# THE PROBLEM
Without including the images, transcribe each record precisely as it appears below.

# INFORMATION SUPPLIED
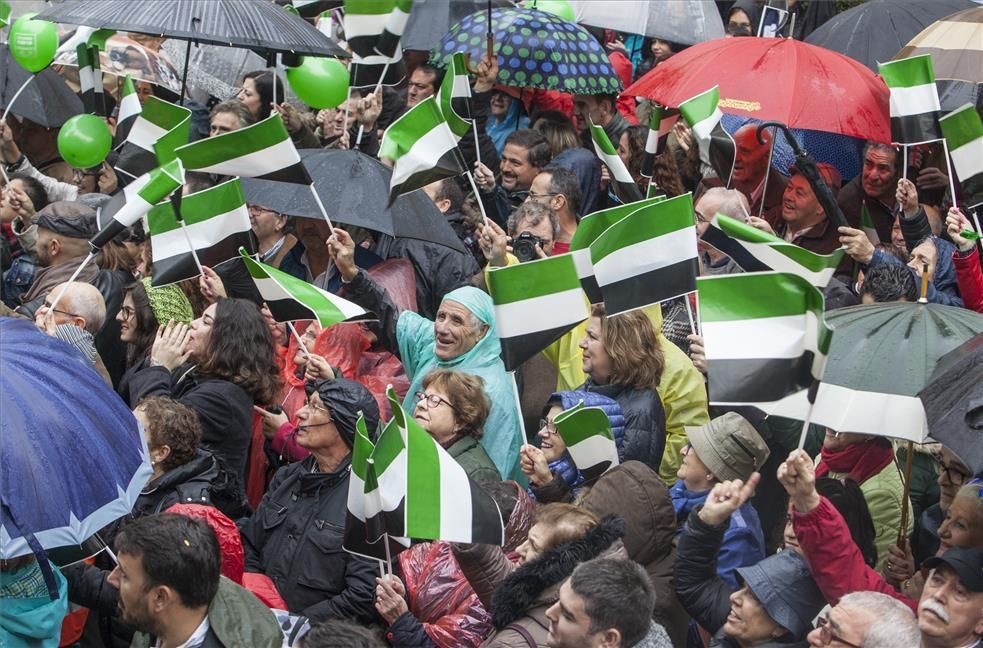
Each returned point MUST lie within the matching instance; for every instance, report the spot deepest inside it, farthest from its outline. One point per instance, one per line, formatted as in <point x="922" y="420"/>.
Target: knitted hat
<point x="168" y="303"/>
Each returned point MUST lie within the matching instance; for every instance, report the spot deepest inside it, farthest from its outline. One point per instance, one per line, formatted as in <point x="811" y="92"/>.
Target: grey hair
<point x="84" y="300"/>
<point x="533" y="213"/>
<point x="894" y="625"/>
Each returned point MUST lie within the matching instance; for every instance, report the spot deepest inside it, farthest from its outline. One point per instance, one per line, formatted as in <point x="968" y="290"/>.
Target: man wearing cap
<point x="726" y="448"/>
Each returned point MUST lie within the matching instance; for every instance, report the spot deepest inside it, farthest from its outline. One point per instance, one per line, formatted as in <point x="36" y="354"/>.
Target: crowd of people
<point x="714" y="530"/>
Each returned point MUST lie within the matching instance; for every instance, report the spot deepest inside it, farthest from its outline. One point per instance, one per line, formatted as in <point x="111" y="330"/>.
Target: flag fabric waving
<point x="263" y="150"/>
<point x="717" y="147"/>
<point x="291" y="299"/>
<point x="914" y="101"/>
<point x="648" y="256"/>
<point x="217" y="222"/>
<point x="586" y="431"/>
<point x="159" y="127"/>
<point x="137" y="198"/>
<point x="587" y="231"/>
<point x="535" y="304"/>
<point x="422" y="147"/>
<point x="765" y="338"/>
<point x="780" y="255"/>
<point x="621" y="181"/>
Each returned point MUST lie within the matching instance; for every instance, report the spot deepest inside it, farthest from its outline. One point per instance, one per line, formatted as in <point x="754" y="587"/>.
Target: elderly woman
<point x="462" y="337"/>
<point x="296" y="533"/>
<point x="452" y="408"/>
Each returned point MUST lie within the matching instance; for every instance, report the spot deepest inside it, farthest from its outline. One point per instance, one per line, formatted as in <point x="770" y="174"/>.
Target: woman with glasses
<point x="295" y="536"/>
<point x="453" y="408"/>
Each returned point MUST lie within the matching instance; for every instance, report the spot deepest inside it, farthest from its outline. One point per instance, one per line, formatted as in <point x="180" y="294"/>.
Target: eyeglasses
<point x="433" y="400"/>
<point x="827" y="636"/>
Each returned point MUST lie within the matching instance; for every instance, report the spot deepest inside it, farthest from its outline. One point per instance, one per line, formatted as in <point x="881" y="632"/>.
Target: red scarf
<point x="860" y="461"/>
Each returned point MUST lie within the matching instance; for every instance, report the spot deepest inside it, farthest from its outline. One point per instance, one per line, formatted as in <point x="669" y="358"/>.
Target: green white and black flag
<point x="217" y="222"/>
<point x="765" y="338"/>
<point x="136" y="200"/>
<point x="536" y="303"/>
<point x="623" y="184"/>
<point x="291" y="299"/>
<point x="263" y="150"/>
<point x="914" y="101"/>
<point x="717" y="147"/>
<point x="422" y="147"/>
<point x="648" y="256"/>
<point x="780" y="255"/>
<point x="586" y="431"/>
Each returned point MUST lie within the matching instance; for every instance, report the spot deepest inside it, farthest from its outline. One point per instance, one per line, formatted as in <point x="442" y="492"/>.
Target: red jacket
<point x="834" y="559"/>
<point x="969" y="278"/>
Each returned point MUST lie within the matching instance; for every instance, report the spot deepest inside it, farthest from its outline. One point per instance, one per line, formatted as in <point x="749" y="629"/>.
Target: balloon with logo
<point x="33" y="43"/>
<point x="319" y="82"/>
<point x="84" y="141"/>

# TASK RESPONSE
Each returned point MUST lie within the matching instance; for every instance, report the spot deepest inside it, farthest from its outline. One point per instance, one per line, formatted as in <point x="922" y="420"/>.
Target: knitted hat
<point x="168" y="303"/>
Each returned point MUST lie within the matching instance; for every instance, report the spot deepest inside it, farthest from its outline. One point per instance, one per line, formatted as in <point x="811" y="92"/>.
Target: grey hair
<point x="84" y="300"/>
<point x="533" y="213"/>
<point x="894" y="625"/>
Each returned point MUST lie within the matching instance; for every instance, report the spot deepest inside it, farthest from its outline. One point per instance, one per line, formatted as in <point x="968" y="290"/>.
Target: man wearing cap
<point x="726" y="448"/>
Each returned point MUST lie within the matching instance; for every instance, report the spot deepest inside it, farthest from its outline. One point per instance, one per line, formatted as in <point x="36" y="354"/>.
Target: crowd of people
<point x="714" y="530"/>
Each returned point MUST lie within the matching instance; for every instance, report the spot deepest inside it, farthest from its outline. One point per instance, one per line, formatted as in <point x="111" y="330"/>.
Target: flag fabric waving
<point x="263" y="150"/>
<point x="717" y="147"/>
<point x="291" y="299"/>
<point x="914" y="101"/>
<point x="648" y="256"/>
<point x="217" y="222"/>
<point x="586" y="431"/>
<point x="159" y="127"/>
<point x="137" y="198"/>
<point x="587" y="231"/>
<point x="535" y="304"/>
<point x="422" y="147"/>
<point x="765" y="338"/>
<point x="780" y="255"/>
<point x="621" y="181"/>
Each returned point MUST lie within the matching instance; for every instance, report the spot deepest inside it, farthest from its outline. One point per instance, one per line, formatted as in <point x="754" y="587"/>.
Target: elderly woman
<point x="462" y="337"/>
<point x="296" y="533"/>
<point x="452" y="408"/>
Each returned point MUST lie within the matching instance; for every instance, report the spot deepest inside it, farthest from its outline. One point per instance, one per line, formatted as in <point x="770" y="174"/>.
Target: woman with glasses
<point x="295" y="536"/>
<point x="453" y="408"/>
Each returned point MUST lie within the matching instance; for every instance, report the spot deepest inside it, farthest from its outline. One point per instance, one per line, formatted as in <point x="180" y="294"/>.
Target: eyeglasses
<point x="433" y="400"/>
<point x="827" y="636"/>
Each returned point MUST lie within the matching instance; for every instance, report the spot deepest inside it, farthest from its outline. One point per instance, one per line, formatted as in <point x="881" y="632"/>.
Target: red scarf
<point x="860" y="461"/>
Each returned point MUST lie within the matching instance; for every instance, report the spot deepest inside it, farthest from its outline. One point per instance, one per line, formatted as in <point x="669" y="358"/>.
Target: green white and black flag
<point x="217" y="222"/>
<point x="765" y="338"/>
<point x="136" y="200"/>
<point x="536" y="303"/>
<point x="623" y="184"/>
<point x="291" y="299"/>
<point x="263" y="150"/>
<point x="914" y="101"/>
<point x="717" y="147"/>
<point x="422" y="147"/>
<point x="648" y="256"/>
<point x="780" y="255"/>
<point x="586" y="431"/>
Each returned point MUST lie within the matching instance; for every instance, report the spot deepest inside it, farthest from its outline. One point per instance, one per line, formatted as in <point x="442" y="492"/>.
Target: red jacket
<point x="834" y="559"/>
<point x="969" y="278"/>
Each returned point MUST lie within the matching instance; for every instance, report the spot deepest inside it, farthest from its outline. One point per instance, one per line, formatted as in <point x="749" y="629"/>.
Target: balloon with logo
<point x="33" y="43"/>
<point x="319" y="82"/>
<point x="84" y="141"/>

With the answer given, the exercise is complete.